Problem
Set down each line of the data exactly, but not the pictures.

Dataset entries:
--------------------
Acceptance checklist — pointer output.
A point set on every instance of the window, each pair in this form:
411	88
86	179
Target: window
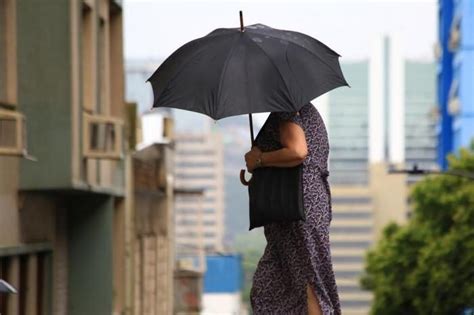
7	53
87	62
102	67
12	133
29	273
102	137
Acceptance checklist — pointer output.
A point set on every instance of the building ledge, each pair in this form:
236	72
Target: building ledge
25	248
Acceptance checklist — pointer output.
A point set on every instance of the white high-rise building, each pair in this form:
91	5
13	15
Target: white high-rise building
199	166
383	119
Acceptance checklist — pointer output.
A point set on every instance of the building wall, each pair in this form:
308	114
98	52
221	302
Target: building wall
58	213
455	77
347	124
199	165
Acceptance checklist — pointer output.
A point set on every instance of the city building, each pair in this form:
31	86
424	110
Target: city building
153	229
222	292
346	114
199	166
385	120
62	157
455	55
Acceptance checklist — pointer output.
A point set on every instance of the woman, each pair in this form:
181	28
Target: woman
295	274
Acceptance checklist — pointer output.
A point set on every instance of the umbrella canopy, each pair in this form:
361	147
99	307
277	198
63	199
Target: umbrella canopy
234	71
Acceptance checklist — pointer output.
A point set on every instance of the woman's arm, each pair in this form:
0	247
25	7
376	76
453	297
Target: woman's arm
293	153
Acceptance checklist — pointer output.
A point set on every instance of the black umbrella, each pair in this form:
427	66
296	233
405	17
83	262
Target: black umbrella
234	71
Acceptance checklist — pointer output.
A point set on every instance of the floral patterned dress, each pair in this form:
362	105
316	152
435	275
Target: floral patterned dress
298	253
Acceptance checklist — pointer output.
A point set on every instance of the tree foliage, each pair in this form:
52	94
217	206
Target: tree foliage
427	265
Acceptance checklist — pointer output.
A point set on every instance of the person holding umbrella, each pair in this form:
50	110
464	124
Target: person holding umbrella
296	266
234	71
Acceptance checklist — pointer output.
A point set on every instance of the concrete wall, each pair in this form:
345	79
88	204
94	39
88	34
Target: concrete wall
43	44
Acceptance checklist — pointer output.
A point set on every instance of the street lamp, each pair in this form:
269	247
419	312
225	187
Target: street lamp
419	171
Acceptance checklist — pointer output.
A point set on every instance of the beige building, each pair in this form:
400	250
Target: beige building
78	235
153	230
199	218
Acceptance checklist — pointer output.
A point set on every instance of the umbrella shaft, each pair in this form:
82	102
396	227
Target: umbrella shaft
252	139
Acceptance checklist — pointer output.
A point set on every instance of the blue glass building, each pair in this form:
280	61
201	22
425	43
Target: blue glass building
455	76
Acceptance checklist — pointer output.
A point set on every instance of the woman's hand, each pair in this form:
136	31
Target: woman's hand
251	158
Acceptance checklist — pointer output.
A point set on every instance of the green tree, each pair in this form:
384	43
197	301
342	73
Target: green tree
427	265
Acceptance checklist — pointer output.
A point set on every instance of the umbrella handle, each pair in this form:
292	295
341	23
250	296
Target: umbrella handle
243	180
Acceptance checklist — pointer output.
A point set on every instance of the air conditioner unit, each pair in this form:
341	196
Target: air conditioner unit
12	133
102	137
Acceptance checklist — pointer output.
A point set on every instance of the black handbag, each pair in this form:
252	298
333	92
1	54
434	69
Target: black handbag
276	195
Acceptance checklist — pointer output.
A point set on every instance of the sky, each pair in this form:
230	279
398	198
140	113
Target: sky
155	28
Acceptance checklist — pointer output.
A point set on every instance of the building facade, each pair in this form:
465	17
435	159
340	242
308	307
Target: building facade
199	166
455	53
62	166
352	228
385	120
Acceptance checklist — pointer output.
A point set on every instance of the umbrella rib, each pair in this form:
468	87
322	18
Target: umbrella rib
224	70
302	47
274	65
182	64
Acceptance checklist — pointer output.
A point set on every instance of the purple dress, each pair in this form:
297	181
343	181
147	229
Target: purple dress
298	253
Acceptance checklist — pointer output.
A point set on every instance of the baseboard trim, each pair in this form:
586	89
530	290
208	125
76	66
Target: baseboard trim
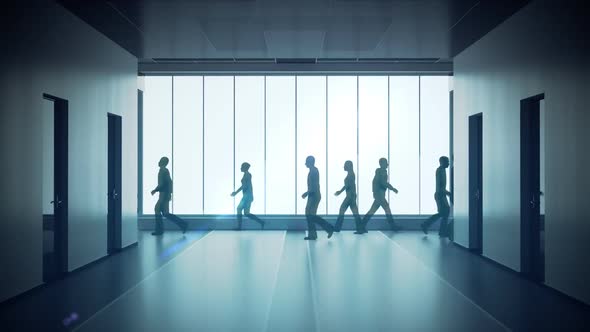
40	287
519	274
275	222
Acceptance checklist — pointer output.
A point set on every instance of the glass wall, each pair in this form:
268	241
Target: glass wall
249	144
342	134
188	144
157	134
404	141
434	135
373	134
210	125
311	134
219	145
281	193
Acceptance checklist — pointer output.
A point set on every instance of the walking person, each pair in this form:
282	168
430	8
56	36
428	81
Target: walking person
380	186
349	200
247	197
313	200
440	196
163	205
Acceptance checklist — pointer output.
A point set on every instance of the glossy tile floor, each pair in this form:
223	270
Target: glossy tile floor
275	281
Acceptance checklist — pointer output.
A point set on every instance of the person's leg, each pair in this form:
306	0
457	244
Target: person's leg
239	214
173	218
309	214
426	224
343	207
444	213
385	205
159	227
250	215
369	214
355	212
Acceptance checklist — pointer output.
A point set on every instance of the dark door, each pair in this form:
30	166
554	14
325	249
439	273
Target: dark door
114	184
532	260
55	226
475	183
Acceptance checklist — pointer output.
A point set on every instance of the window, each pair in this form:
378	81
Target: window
342	133
434	135
188	145
373	135
210	125
157	134
280	145
404	126
250	135
311	134
219	145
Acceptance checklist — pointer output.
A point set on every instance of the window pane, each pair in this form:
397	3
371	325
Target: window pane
404	151
434	135
341	135
157	134
219	138
250	135
188	145
280	145
311	134
373	128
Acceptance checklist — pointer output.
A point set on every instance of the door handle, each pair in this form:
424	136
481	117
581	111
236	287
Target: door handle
113	194
56	202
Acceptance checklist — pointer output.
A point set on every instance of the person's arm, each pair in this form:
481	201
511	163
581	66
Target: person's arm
160	182
390	187
385	184
314	182
237	191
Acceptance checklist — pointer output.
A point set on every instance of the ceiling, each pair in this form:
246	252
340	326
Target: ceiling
172	30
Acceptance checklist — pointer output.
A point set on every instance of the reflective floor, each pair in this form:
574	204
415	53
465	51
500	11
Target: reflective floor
275	281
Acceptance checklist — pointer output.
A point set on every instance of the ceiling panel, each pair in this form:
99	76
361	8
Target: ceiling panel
294	28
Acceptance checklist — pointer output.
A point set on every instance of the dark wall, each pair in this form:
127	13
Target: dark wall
541	49
48	50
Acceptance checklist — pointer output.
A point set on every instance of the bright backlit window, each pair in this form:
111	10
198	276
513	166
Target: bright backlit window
209	125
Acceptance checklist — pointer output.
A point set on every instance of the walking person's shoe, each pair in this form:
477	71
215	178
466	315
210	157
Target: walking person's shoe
424	228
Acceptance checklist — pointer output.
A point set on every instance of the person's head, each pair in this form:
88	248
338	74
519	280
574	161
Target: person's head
163	162
309	161
348	166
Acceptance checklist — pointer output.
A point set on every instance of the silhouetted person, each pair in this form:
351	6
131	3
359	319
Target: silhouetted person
380	186
440	196
162	206
349	200
247	197
313	200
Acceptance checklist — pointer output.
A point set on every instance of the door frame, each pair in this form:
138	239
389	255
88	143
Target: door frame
475	183
114	183
60	178
530	250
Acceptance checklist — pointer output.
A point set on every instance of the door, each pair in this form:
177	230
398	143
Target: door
--------------------
Response to the exercise
Acceptance checklist — pointer output.
A point set on every instance of the window, each pair in this form:
411	88
86	179
Target: window
7	53
87	62
102	67
12	133
29	273
102	137
Acceptance checklist — pointer output.
A point set on every instance of the building ledge, each pair in this form:
236	72
Target: building ledge
25	248
Acceptance checklist — pointer output.
A point set on every instance of the white high-rise building, each pair in this form:
91	5
13	15
Target: white high-rise building
199	166
383	119
Acceptance checklist — pointer output.
A point set on every instance of the building wall, each pair in this form:
308	114
98	52
221	302
Target: building wall
58	213
455	77
347	124
199	165
Acceptance checklist — pointer output.
A point set on every instance of the city building, each pair in this form:
31	86
424	110
Target: city building
153	229
222	292
346	114
199	166
385	120
62	157
455	55
Acceptance checklist — pointer output.
A point set on every instance of the woman, each pair in this form:
181	28
Target: woman
295	274
Acceptance checklist — pointer output.
A point set on every instance of the umbrella canopy, each pair in this form:
361	147
99	307
277	198
63	199
Target: umbrella canopy
234	71
Acceptance checklist — pointer output.
A point set on every instance of the woman's arm, each pair in this form:
0	247
25	7
376	76
453	297
Target: woman's arm
293	153
Acceptance checklist — pointer output.
A point set on every instance of the black umbrella, each pair in this form:
427	66
296	233
405	17
83	262
Target: black umbrella
234	71
Acceptance checklist — pointer output.
A point set on every instance of the floral patterned dress, each pair in this form:
362	105
316	152
435	275
Target: floral patterned dress
298	253
Acceptance checklist — pointer output.
A point set on every instance of the tree foliage, each pair in this form:
52	94
217	206
Target: tree foliage
427	265
Acceptance checklist — pointer output.
A point set on every instance of the person holding umbrella, each pair in this form:
50	110
464	124
Target: person holding umbrella
296	266
234	71
Acceptance checklist — pointer output.
A point set on every instance of the concrete wall, each pair in this form:
345	79
88	204
94	39
88	34
Target: concrete wall
43	44
Acceptance checklist — pointer output.
A point set on every instance of the street lamp, each pair in this form:
269	247
419	312
225	187
Target: street lamp
419	171
Acceptance checklist — pointer output.
A point set on every instance of the beige building, each pair in this form:
400	250
Target: beige building
78	235
153	230
199	218
Acceptance checklist — pointer output.
A point set on every instance of the umbrella shaft, each pair in this form:
82	102
396	227
Target: umbrella shaft
252	139
Acceptance checklist — pointer output.
A point set on every instance of the blue glass building, each pair in this form:
280	61
201	22
425	43
Target: blue glass building
455	76
Acceptance checklist — pointer output.
A point set on every instance of the woman's hand, each pair in this form:
136	31
Target: woman's hand
251	158
Acceptance checklist — pointer output.
A point set on every instance of the green tree, each pair in this form:
384	43
197	301
342	73
Target: green tree
427	265
Acceptance checklist — pointer output.
A point set on every instance of the umbrella handle, each pair in this form:
292	295
341	23
250	296
Target: umbrella handle
243	180
Acceptance checklist — pointer output.
A point set on every instance of the air conditioner unit, each pair in this form:
341	196
Target: air conditioner unit
12	133
102	137
Acceptance checklist — pointer output.
A point set on every instance of the black handbag, each pair in this form:
252	298
333	92
1	54
434	69
Target: black handbag
276	195
Acceptance checklist — pointer output.
A point set on every instance of the sky, each pair in this form:
230	279
398	198
140	113
Target: sky
155	28
Acceptance checklist — pointer output.
A point set on every instance of the building facade, each pair in this form:
465	17
435	159
340	242
308	307
Target: building facade
199	166
455	53
62	166
352	228
385	120
Acceptance checklist — pointer output.
A point set on every instance of the umbrella rib, each pair in this form:
468	87
322	18
Target: umbrella rib
224	70
302	47
274	65
182	64
Acceptance checklist — pointer output.
A point set on every instance of the purple dress, each pair in this form:
297	181
343	181
147	229
Target: purple dress
298	253
Acceptance checklist — pointer output.
A point set on every instance of the baseboard trim, each pair in this form:
586	89
530	290
208	125
76	66
Target: baseboard trim
40	287
519	274
275	222
Acceptance checklist — pointer output.
A point set on every instance of the glass wall, each pair in this form:
268	241
Target: glass wall
249	144
342	134
188	144
157	134
404	141
434	135
373	134
210	125
311	134
219	145
281	193
Acceptance checklist — pointer output.
A point set on every instance of the walking person, each pair in this form:
282	168
430	8
56	36
428	81
Target: walking person
380	186
349	200
247	197
313	200
440	196
163	205
Acceptance checklist — pointer output.
A point set on every instance of the glossy tile floor, each pair in this form:
223	270
Target: glossy tile floor
275	281
Acceptance checklist — pointer output.
A point set on every instance of the person's leg, each pair in this form:
306	0
457	244
Target: person's leg
239	214
173	218
309	214
426	224
343	207
444	213
385	205
159	227
250	215
369	214
355	212
Acceptance checklist — pointer output.
A point set on every instance of the dark door, each pair in this form:
30	166
554	14
325	249
439	273
Target: dark door
114	184
532	260
55	226
475	183
Acceptance checklist — pointer output.
A point set on every instance of the window, each pair in this form:
378	81
Target: window
342	133
434	135
188	145
373	135
210	125
157	134
280	145
404	126
250	135
311	134
219	145
Acceptance checklist — pointer output.
A point set on every instance of the window pane, each pair in this form:
397	3
371	325
Target: window pane
404	151
434	135
341	135
157	134
219	138
250	135
188	145
280	145
311	134
373	128
Acceptance checklist — pointer output.
A point set on every instance of the door handle, each pair in this form:
424	136
481	117
581	111
236	287
Target: door handle
113	194
56	202
Acceptance checklist — pointer output.
A point set on every instance of the person's arm, each pair in this form:
481	201
511	163
581	66
Target: person's arm
160	182
390	187
385	184
314	182
237	191
Acceptance checklist — pointer output.
A point set on every instance of the ceiling, each pair in this form:
246	252
340	326
Target: ceiling
172	30
Acceptance checklist — pointer output.
A point set on every instance of the reflective floor, each pair in this form:
574	204
415	53
465	51
500	11
Target: reflective floor
275	281
Acceptance checklist — pointer output.
A point set on every instance of the ceiling panel, each pair in this form:
99	76
361	8
Target: ceiling panel
294	28
Acceptance checklist — pointer output.
A point set on every instance of the dark wall, each pair in this form:
127	13
Target: dark wall
541	49
48	50
Acceptance checklist — pointer output.
A point set on every instance of the bright backlit window, each pair in this form:
111	10
198	276
513	166
Target: bright backlit window
209	125
Acceptance checklist — pointer output.
A point set on every instance of the walking person's shoe, each pair in this form:
477	71
215	178
466	315
210	157
Target: walking person's shoe
424	228
Acceptance checklist — pointer output.
A point set on every instance of the person's head, each pair in this form:
88	248
338	74
519	280
574	161
Target: person's head
163	162
309	161
348	166
Acceptance checklist — pointer output.
A point set on every instance of the silhouetted person, each pair in this form:
351	6
131	3
359	319
Target: silhouetted person
380	186
440	196
162	206
349	200
247	197
313	200
Acceptance checklist — pointer output.
A point set on every instance of the door frame, each pair in this form:
138	239
389	255
88	143
Target: door frame
475	183
114	183
60	178
530	250
Acceptance checklist — pointer output.
A point set on every instance of the door, each pair in this form:
177	230
398	143
Target: door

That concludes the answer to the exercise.